◆ **WORK TO COMPLETE**
Could you recast the records, everything from the line containing "the <item>wooden floor</item>?" down to the line containing "[[[190,272],[95,273],[56,350],[201,349],[188,330]]]", as a two-column CSV with the columns instruction and mask, one row per record, each value in a single quoted field with line breaks replaced by spaces and the pictures left out?

───── TASK INPUTS

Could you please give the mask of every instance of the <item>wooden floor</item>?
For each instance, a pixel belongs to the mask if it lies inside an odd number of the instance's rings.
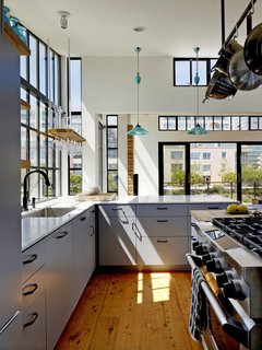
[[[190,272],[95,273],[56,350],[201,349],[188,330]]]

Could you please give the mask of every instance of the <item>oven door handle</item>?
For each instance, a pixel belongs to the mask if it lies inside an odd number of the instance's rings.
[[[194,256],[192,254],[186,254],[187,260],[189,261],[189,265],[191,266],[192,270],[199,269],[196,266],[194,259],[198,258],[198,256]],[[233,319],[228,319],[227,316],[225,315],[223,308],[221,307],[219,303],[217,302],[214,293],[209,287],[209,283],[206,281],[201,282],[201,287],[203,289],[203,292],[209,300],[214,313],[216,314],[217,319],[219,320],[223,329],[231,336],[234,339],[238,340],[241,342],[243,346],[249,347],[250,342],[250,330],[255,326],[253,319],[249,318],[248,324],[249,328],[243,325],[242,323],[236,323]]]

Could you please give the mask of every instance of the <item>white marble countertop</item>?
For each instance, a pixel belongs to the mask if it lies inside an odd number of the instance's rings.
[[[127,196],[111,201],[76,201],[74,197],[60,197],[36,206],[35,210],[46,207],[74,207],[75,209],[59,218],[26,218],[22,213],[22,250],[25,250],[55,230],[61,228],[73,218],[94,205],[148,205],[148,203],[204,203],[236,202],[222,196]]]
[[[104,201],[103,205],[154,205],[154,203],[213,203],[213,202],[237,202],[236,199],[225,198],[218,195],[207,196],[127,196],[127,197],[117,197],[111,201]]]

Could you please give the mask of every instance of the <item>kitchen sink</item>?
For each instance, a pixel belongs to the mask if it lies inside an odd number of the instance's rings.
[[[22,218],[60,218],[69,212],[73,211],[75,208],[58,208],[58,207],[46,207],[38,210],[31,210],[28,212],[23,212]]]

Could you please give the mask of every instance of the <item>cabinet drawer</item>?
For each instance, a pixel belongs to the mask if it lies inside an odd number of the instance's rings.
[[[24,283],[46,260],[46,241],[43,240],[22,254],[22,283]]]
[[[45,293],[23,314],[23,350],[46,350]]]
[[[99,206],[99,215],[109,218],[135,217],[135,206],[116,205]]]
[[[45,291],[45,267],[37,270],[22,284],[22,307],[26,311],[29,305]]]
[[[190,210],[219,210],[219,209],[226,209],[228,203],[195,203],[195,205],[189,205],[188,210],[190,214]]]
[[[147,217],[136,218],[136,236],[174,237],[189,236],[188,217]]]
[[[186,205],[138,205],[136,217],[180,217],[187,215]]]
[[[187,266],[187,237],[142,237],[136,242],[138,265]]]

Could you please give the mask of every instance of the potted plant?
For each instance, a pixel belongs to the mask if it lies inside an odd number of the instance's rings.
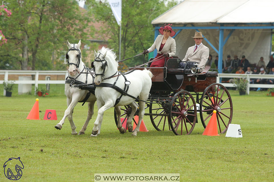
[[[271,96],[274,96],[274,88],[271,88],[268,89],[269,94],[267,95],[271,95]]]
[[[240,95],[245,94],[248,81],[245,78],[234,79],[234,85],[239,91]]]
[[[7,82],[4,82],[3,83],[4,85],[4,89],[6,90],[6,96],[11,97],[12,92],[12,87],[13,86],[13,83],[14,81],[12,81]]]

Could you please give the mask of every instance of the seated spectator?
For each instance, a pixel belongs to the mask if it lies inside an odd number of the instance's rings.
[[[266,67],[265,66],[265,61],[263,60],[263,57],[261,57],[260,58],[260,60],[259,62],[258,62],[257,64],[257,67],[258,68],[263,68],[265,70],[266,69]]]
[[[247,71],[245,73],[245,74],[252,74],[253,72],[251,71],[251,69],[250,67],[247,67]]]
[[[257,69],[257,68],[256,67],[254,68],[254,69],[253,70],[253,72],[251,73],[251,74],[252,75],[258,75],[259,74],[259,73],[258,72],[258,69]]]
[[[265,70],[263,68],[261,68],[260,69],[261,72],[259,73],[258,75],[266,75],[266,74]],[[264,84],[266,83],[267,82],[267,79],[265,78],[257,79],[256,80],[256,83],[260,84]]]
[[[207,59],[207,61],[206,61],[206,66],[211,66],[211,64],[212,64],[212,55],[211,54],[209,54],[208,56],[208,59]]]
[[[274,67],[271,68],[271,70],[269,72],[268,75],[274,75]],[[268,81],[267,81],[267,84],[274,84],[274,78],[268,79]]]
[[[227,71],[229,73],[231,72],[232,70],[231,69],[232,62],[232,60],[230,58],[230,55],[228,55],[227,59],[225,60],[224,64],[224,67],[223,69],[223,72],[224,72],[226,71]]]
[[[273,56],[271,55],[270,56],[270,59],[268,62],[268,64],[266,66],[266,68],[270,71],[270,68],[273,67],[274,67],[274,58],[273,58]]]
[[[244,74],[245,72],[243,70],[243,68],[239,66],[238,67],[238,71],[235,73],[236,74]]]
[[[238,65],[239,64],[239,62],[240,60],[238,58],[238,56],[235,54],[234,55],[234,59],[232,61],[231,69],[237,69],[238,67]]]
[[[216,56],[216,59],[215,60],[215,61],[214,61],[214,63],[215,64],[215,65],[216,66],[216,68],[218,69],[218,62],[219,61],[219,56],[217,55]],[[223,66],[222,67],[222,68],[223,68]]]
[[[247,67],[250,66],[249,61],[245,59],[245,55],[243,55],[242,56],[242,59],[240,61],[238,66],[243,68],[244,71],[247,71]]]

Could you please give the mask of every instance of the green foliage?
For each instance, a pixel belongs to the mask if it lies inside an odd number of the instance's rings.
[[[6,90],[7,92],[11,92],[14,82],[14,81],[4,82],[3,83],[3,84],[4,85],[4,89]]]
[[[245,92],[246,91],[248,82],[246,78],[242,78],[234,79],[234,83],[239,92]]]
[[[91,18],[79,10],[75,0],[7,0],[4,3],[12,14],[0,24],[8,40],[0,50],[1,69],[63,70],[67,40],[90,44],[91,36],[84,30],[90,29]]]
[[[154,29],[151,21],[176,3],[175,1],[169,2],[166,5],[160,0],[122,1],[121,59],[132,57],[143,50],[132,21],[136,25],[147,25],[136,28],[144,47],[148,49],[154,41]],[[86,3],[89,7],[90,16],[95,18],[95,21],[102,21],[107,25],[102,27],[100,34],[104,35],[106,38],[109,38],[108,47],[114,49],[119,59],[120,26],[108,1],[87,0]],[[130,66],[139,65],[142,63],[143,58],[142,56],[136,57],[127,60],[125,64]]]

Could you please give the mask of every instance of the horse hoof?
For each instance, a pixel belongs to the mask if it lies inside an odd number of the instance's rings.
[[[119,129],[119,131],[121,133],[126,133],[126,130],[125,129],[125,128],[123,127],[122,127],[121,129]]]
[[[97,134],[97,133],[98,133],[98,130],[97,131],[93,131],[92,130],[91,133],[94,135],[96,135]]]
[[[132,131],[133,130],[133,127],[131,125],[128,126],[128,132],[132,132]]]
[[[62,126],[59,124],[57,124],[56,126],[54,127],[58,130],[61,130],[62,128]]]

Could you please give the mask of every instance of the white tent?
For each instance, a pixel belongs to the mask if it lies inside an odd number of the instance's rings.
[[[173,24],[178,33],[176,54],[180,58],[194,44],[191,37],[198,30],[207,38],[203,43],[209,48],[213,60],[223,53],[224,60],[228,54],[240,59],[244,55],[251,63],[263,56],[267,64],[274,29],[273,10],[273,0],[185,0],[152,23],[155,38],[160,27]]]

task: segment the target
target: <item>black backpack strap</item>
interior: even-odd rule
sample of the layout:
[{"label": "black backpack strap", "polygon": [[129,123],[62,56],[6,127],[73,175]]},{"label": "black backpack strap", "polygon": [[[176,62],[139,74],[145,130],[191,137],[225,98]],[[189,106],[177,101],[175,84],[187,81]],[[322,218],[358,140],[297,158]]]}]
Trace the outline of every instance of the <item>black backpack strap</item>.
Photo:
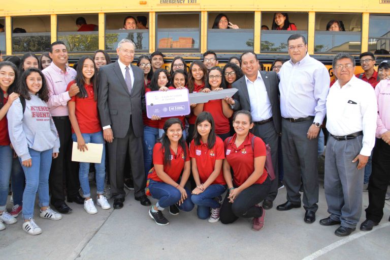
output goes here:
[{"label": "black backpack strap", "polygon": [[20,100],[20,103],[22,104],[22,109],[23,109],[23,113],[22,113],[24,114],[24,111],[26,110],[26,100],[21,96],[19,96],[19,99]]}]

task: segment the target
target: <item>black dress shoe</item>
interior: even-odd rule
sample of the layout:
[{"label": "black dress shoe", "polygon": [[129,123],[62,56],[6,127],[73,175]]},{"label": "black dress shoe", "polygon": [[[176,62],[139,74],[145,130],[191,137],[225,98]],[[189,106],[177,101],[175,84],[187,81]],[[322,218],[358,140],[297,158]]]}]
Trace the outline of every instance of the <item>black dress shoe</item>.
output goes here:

──────────
───── TASK INPUTS

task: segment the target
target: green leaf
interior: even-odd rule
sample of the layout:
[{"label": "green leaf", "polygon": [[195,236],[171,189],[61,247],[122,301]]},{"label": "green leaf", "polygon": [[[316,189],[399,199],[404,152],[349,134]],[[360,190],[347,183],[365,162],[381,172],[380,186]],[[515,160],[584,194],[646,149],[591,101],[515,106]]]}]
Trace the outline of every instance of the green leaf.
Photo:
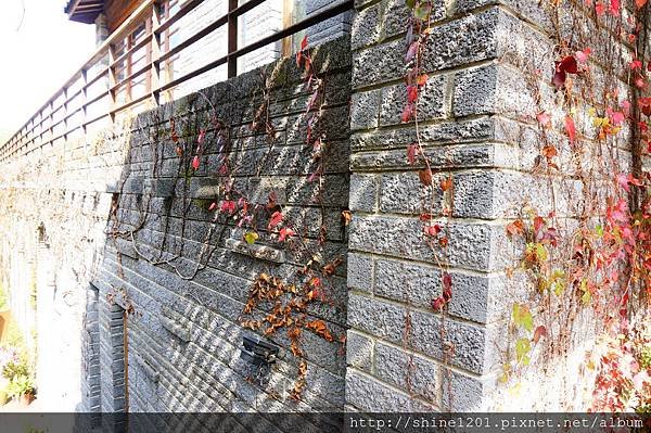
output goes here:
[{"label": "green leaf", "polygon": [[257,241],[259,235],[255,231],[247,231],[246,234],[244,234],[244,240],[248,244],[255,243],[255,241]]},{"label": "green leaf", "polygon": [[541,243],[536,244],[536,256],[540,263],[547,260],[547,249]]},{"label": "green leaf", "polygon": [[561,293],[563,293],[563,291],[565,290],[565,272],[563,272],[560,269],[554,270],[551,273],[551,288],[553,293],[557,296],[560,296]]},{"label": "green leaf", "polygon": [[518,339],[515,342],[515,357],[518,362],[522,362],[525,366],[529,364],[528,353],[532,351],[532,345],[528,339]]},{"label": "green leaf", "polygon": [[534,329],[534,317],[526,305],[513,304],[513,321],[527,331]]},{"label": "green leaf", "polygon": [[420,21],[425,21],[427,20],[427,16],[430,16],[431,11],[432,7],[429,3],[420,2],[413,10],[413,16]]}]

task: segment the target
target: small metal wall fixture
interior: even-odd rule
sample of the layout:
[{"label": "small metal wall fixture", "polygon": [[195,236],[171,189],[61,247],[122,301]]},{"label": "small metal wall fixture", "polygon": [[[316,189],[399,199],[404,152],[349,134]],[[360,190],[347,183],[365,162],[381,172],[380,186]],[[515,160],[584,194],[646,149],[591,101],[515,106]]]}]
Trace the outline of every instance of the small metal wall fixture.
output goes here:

──────────

◆ **RESULT OF THE TASK**
instruction,mask
"Could you please give the mask of every instance of the <item>wooden floor</item>? For each instance, a pixel belongs to the mask if it lies inside an odd number of the instance's rings.","[[[190,272],[95,273],[56,350],[201,349],[188,330]]]"